[START OF PASSAGE TO READ]

Inc has no claim, whoever is joined. Accordingly, if BV is not substituted for Inc, as will be the consequence of my conclusion in paragraphs 103 and 108 above, there is, in my judgment, no jurisdiction to add DPIL or PII. They do not need to be added in order for Inc’s claim to be maintained, because Inc cannot maintain a claim even if they are.

118.

But, even if BV is substituted for Inc, the addition of DPIL or PII is not necessary in order for BV to maintain its claims. BV’s claims against the defendants are based on the fact that it is an Assured and was the indemnifier of Sirius and that the ultimate responsibility for the project now rests with it. BV does not need to join either DPIL or PII in order to be able to maintain those claims. The joinder of either or both of them will not remove an impediment, which would otherwise bar the maintenance of BV’s claim.

119.

If DPIL has any claim against the insurers, it is a claim separate from that of BV on the basis that it is covered by the insurance and has suffered a loss for which it is entitled to be indemnified because it paid the deposit, is liable under the loan, and has not got the deposit back. That is a different loss from that suffered by the parent company or BV.

120.

If DPIL has any claim against the brokers, it is a claim separate from that of BV on the basis that but for the brokers’ breach of duty, it would have been covered under the insurance, in which case it would have recovered in the manner in which it claims to be able to recover from the insurers. Any duty of care owed to it, in contract or in tort, would be a separate duty to that owed to BV, and would rest on a different factual basis.

121.

Similarly, if PII has a claim against the insurers, it is a claim separate from that of BV, upon the basis that, as a result of the ABB Group’s internal arrangements PII ended up, at some stage, as the company responsible for the Korba Project. If PII has any claim against the brokers, it is a claim separate from that of BV. Any duty of care would be separate from that owed to BV and would arise on a different factual basis.

122.

It may be that the effect of the arrangements made in June 1999 was that PII became the assignee in equity of any claim that BV had, although no such contention has been pleaded. If so, BV could not maintain the claim without joining PII: Three Rivers District Council v Bank of England: [1996] Q.B. 292,313. But, if so, the arrangements in 2007 have, by the same token, reassigned the claim back to BV. PII is not now, if it ever was, a necessary party to BV’s claim. The basis of requiring the joinder of the equitable assignee is so that the person beneficially entitled may be bound (and entitled) by the result. The Court will not pronounce upon the claim without hearing from him. But where the assignee has re-assigned his claim to the original assignor there is no need for the former assignee to be joined.

123.

In short I do not regard myself as having any jurisdiction to add DPIL or PII after the limitation period in respect of them has expired.

124.

In those circumstances it is not strictly necessary to address the question of how I should exercise any jurisdiction. If I am wrong on that and I do have such jurisdiction, I decline to exercise my discretion in the claimants’ favour for the reasons set out in the following paragraphs.

125.

The effect of joinder will be to deprive the defendants of a limitation defence. In Martin v Kaisary the Court of Appeal made clear that that potential for injustice must be borne in mind in exercising any discretion to allow addition.

126.

[END OF PASSAGE TO READ]
[START OF GIVEN RECORDS]

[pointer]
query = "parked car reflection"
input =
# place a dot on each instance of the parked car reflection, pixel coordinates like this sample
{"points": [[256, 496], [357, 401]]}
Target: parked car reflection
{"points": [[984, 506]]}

[END OF GIVEN RECORDS]
[START OF GIVEN RECORDS]

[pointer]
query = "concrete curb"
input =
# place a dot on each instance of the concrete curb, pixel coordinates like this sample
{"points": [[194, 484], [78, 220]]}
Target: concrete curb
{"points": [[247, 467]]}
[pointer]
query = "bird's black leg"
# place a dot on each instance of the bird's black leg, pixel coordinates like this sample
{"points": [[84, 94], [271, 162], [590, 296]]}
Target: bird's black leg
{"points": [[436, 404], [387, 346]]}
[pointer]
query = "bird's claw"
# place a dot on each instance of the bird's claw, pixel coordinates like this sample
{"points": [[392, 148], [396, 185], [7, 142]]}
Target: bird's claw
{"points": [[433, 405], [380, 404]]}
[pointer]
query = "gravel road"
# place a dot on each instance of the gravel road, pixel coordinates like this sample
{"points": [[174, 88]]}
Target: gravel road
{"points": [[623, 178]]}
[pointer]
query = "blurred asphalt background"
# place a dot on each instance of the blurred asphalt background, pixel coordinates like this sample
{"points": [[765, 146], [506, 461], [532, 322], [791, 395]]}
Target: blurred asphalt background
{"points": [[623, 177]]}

[END OF GIVEN RECORDS]

→ **PROBLEM SET**:
(A) In the court judgment on joining DPIL and PII, which case is cited for the rule that BV could not maintain the claim without joining an equitable assignee?
(B) Carry the court judgment on joining DPIL and PII forward from its last sentence, writing the paragraph numbered 126 and beyond.
Nothing in the listing is needed for this work.

→ **SOLVED PROBLEMS**:
(A) Three Rivers District Council v Bank of England, [1996] Q.B. 292, 313.

(B)
I recognise that in Morgan Est the Court of Appeal allowed an amendment on the footing that there was no prejudice to the defendant and that being deprived of an unmeritorious defence arising solely from a blunder by the other side did not count as prejudice. I do not, however, accept that a Limitation Act defence is always, or even usually, to be regarded as one of which the defendants can be deprived without being relevantly prejudiced. The removal of such a defence (with, in the present case, the consequent need to investigate events that took place over 10 years ago) is, itself a form of prejudice. In Morgan Est the Court held that the case for substitution fell within both the Sardinia Sulcis test and Rule 19. 5. 3 (b). The claim had been made about a year before the expiry of the limitation period and the only amendment required was the substitution of A and the addition of C as original assignor and ultimate assignee. In the present case the claim against the brokers was issued very late in the day (just within 6 years of the cancel and rewrite endorsement) and the claim against the insurers was issued in October 2005 when the claim arose at the very latest in early 2001. Further the addition of DPIL and PII requires a significant reformulation of the claim.

127.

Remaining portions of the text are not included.